* Try it *
With the string "bench" as the filter, copy each matching line from the records.
[Opening Data supplied section]
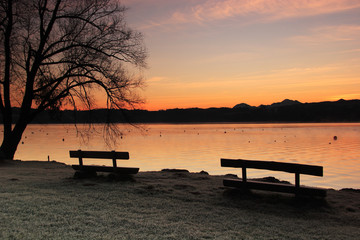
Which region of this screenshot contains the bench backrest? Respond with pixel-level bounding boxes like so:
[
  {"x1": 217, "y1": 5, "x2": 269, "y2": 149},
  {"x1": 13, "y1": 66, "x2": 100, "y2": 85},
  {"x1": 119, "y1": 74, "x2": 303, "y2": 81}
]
[
  {"x1": 221, "y1": 158, "x2": 323, "y2": 176},
  {"x1": 69, "y1": 150, "x2": 129, "y2": 160}
]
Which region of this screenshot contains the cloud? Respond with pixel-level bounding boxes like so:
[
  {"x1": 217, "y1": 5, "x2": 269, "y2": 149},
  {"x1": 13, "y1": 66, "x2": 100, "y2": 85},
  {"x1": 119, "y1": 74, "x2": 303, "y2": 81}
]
[
  {"x1": 165, "y1": 0, "x2": 360, "y2": 26},
  {"x1": 290, "y1": 25, "x2": 360, "y2": 44},
  {"x1": 273, "y1": 66, "x2": 339, "y2": 74},
  {"x1": 146, "y1": 76, "x2": 168, "y2": 83}
]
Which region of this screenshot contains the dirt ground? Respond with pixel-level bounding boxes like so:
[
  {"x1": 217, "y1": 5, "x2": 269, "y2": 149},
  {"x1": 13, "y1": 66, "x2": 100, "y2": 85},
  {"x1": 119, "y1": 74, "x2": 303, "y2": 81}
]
[{"x1": 1, "y1": 160, "x2": 359, "y2": 239}]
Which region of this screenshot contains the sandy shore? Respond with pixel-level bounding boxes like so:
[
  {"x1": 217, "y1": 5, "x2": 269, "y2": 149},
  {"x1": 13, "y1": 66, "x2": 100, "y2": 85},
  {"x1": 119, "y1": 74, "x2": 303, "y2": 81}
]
[{"x1": 1, "y1": 160, "x2": 359, "y2": 239}]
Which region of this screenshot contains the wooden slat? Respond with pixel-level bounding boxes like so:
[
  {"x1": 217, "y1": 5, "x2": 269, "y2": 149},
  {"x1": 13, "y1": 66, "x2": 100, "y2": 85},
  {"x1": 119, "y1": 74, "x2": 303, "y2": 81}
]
[
  {"x1": 223, "y1": 179, "x2": 326, "y2": 197},
  {"x1": 221, "y1": 158, "x2": 323, "y2": 176},
  {"x1": 72, "y1": 165, "x2": 139, "y2": 174},
  {"x1": 69, "y1": 150, "x2": 129, "y2": 160}
]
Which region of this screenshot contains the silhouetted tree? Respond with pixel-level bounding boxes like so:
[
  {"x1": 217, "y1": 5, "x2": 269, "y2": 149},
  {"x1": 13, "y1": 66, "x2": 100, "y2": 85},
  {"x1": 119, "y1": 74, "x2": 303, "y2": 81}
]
[{"x1": 0, "y1": 0, "x2": 147, "y2": 160}]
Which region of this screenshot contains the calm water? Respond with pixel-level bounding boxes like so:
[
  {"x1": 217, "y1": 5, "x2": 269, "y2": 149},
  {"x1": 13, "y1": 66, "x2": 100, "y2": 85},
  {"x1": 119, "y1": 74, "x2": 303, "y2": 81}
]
[{"x1": 11, "y1": 123, "x2": 360, "y2": 190}]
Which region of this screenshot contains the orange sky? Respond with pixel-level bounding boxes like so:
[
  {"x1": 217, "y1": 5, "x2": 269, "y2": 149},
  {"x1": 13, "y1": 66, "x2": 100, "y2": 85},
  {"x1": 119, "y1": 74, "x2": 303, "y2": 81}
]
[{"x1": 118, "y1": 0, "x2": 360, "y2": 111}]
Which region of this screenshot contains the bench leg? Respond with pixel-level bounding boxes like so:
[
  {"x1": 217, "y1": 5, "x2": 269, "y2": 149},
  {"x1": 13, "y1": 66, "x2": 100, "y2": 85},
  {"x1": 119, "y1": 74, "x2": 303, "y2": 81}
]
[Closing Data supplied section]
* Result *
Which region of this screenshot contains the bench backrest? Respond with pixel-level bounding boxes like so:
Which region of this screenshot contains the bench leg? Respond with pixel-level bounding boxes like so:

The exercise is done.